_INSTRUÇÕES_
A: Responda com base na reportagem sobre vacinas, uma resposta por linha:
(i) Desde que dia a Elsevier está promovendo a série de debates?
(ii) Para qual língua haverá tradução simultânea no debate?
(iii) Segundo a resposta dada na entrevista, existe alguma vacina 100% eficaz?
B: Transcreva sem nenhuma alteração a parte da reportagem sobre vacinas que começa em "John McConnell, editor-chefe" e vai até "e saúde (Foto/Reprodução)", inclusive.
C: Retome a reportagem sobre vacinas no ponto em que ela para e continue o texto.

_TRECHO DA FONTE_
********************

John McConnell, editor-chefe da The Lancet, periódico científico pertencente a Elsevier, líder global em informações especializadas em ciência e saúde (Foto/Reprodução)
Antes de serem distribuídas, as vacinas aprovadas contra a covid-19 passaram por avaliações rigorosas de especialistas, geralmente, por meio da publicação de estudos em revistas científicas que promovem a avaliação feita por pares. Mas mesmo agora que os laboratórios já concluíram esse processo e os imunizantes já estão sendo aplicados em massa, ainda existem dúvidas que pairam sobre o funcionamento dos antivírus.
Em uma tentativa de elucidar as controvérsias, a Elsevier, líder global em informações especializadas em ciência e saúde, e que detém a revista cietífica The Lancet, está promovendo desde está quarta-feira, 28, uma série de debates para fornecer informações sobre vacinas. A participação é gratuita e as inscrições podem ser feitas no site da Elsevier. O debate terá perguntas abertas aos participantes e tradução simultânea em português.
O mediador do evento John MacConell, editor-chefe da The Lancet, concedeu uma entrevista à EXAME, e falou sobre a segurança dos imunizantes, o desempenho do Brasil com a campanha de vacinação e da polêmica entorno do veto da Anvisa sobre a vacina russa Sputnik V. Veja os principais trechos:
Quem foi vacinado em 2021 ainda corre algum risco?
Nenhuma vacina é 100% eficaz. Inevitavelmente, enquanto o vírus SARS-CoV-2 continuar circulando em todo o mundo, algumas pessoas vacinadas vão adoecer e morrer. Pois as formas mutantes do vírus podem sim escapar da proteção gerada pela vacinação. No entanto, é a melhor ferramenta que temos até agora e que, para todas as variantes do vírus, vai proteger a maioria das pessoas de casos graves e da morte.

********************

_Entradas de dados coletados_
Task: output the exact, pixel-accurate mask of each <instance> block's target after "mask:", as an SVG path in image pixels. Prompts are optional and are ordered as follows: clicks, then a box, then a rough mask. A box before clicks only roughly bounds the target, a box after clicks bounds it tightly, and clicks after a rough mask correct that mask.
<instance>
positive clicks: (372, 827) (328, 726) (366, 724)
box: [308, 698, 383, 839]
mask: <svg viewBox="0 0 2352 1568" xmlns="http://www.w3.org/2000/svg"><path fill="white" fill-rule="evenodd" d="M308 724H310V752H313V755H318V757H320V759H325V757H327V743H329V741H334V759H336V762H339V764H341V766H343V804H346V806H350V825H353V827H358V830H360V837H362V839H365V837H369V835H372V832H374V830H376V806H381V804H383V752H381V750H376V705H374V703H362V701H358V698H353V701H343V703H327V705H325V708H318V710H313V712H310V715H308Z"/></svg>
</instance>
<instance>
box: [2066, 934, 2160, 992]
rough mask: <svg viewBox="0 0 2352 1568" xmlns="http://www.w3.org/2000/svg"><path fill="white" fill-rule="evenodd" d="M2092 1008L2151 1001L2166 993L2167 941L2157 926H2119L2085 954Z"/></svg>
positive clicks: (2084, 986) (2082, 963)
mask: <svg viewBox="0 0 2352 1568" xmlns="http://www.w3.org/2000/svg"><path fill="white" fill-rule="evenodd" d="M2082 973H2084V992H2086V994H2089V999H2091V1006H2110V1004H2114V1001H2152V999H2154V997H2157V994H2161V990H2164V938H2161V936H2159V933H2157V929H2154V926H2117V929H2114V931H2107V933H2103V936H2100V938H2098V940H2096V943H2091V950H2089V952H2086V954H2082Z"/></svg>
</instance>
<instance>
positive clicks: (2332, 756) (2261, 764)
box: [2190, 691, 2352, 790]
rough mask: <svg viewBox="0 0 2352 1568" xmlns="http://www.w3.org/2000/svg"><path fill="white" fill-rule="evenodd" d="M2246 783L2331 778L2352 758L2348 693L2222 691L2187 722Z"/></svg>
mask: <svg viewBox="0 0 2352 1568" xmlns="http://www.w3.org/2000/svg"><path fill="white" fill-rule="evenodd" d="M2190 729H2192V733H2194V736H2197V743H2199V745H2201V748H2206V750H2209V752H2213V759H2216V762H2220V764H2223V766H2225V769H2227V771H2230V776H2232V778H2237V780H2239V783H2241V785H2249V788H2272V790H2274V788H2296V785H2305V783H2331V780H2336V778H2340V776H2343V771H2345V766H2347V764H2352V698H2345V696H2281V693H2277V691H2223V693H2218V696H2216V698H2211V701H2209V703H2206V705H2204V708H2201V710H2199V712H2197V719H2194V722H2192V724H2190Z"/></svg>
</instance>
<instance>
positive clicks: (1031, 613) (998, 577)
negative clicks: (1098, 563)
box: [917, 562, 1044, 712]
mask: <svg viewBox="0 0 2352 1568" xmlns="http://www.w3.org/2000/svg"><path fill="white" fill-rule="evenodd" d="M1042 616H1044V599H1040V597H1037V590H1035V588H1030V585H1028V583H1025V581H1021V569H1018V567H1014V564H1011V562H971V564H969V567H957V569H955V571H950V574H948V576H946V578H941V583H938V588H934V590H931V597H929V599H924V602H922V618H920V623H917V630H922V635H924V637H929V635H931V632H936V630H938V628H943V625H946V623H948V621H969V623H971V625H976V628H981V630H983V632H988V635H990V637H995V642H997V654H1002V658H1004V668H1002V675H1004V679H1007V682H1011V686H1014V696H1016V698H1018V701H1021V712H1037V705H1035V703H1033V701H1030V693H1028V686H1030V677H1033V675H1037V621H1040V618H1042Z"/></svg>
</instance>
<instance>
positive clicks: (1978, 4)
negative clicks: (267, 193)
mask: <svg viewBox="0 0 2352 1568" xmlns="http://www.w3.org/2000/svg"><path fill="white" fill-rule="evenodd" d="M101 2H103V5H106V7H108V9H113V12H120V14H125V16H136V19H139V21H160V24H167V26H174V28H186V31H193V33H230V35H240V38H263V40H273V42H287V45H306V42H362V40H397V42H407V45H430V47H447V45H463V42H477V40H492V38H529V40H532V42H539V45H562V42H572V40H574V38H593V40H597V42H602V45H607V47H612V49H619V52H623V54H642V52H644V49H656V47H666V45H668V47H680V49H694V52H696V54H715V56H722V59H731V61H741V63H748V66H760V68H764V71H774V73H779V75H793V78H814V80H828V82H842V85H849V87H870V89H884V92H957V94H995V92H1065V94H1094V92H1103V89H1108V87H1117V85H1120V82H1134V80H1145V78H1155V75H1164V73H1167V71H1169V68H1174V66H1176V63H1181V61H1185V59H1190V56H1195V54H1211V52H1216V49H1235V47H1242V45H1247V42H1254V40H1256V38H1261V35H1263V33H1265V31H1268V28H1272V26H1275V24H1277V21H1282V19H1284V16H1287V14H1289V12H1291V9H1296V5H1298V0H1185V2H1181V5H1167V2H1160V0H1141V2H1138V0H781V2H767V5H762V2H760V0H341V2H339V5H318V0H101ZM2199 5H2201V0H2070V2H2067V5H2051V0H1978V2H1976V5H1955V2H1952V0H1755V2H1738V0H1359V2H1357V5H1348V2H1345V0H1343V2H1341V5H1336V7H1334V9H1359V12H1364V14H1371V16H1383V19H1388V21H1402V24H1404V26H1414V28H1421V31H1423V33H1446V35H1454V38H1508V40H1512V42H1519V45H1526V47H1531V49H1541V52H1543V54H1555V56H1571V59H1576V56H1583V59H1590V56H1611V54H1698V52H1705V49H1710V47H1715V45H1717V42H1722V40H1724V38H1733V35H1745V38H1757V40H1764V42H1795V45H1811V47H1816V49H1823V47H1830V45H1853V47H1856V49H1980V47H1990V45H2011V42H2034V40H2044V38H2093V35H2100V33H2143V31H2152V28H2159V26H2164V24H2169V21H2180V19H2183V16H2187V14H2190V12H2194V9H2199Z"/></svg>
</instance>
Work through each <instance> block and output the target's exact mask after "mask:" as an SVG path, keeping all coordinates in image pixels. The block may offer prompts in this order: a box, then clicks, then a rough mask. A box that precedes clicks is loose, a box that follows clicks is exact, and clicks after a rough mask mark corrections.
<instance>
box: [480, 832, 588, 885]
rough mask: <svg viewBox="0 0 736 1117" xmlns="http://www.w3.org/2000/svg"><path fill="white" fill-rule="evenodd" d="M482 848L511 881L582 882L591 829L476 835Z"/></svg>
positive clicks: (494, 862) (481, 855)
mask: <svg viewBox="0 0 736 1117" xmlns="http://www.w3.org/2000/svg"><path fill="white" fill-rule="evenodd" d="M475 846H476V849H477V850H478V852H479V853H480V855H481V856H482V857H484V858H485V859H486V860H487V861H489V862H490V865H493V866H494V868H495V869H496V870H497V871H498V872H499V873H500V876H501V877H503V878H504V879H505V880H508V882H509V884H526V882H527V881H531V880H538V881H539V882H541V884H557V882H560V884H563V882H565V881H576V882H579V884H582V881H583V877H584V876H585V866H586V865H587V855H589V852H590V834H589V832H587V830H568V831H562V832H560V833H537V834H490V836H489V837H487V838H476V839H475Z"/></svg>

********************

_RESPOSTAS NUMERADAS_
A:
(i) Desde quarta-feira, 28.
(ii) Para o português.
(iii) Não, nenhuma vacina é 100% eficaz.

B:
John McConnell, editor-chefe da The Lancet, periódico científico pertencente a Elsevier, líder global em informações especializadas em ciência e saúde (Foto/Reprodução)

C:
As campanhas de vacinação contra covid-19 terão de ser feitas anualmente? As evidências já indicam como será o futuro pós-pandemia?
Precisaremos monitorar as mutações do coronavírus e modificar as vacina da mesma forma que adaptamos as vacinas contra a gripe sazonal às variações nos vírus da influenza. Felizmente, a tecnologia usada para fazer as vacinas contra covid-19 é mais adaptável do que a usada rotineiramente para fazer as da gripe. Atualizar a receita vai ser um processo mais simples. Já a frequência da revacinação dependerá de como o vírus evoluir. Pode ser anual ou com menos frequência. A melhor política ainda é vacinar o máximo possível da população mundial e o mais rápido possível, para reduzir a quantidade de vírus circulante e, portanto, o potencial de mutação.
A imunização no Brasil está ficando para trás em relação ao resto do mundo? Qual é o potencial do país em se tornar um centro de novas variantes do coronavírus?
Alguns países latino-americanos, como Chile e Uruguai, estão bem avançados em seus programas de vacinação e são comparáveis às nações que lideram o caminho, como Israel e EUA. Em comparação, o Brasil e alguns vizinhos estão bem para trás. Entretanto, há países populosos do sul da Ásia em que os programas de vacinação estão ainda pior que no Brasil, o mesmo no continente africano. Como eu disse anteriormente, a melhor maneira de reduzir as chances de novas variantes é vacinar a população mundial o mais rápido possível. O nacionalismo da vacina não interessa a nenhum país.
O imunizante russo Sputnik V, que teve um estudo de caso publicado na The Lancet, foi barrado pela Anvisa e o fabricante está relutante sobre a decisão da agência dizendo que foi a única que agiu dessa forma. A negativa da Anvisa faz sentido?
No ensaio de fase 3 da vacina Sputnik V publicado pela The Lancet, ela teve uma eficácia de cerca de 92%, com um bom perfil de segurança. No entanto, é meu entendimento que os fabricantes do Sputnik V não forneceram à Anvisa as informações que foram solicitadas. Se faltam dados importantes, a Anvisa tem motivos suficientes para barrar a aprovação da vacina.
Qual vai ser o legado deixado pelo fluxo acelerado de pesquisa de vacinas?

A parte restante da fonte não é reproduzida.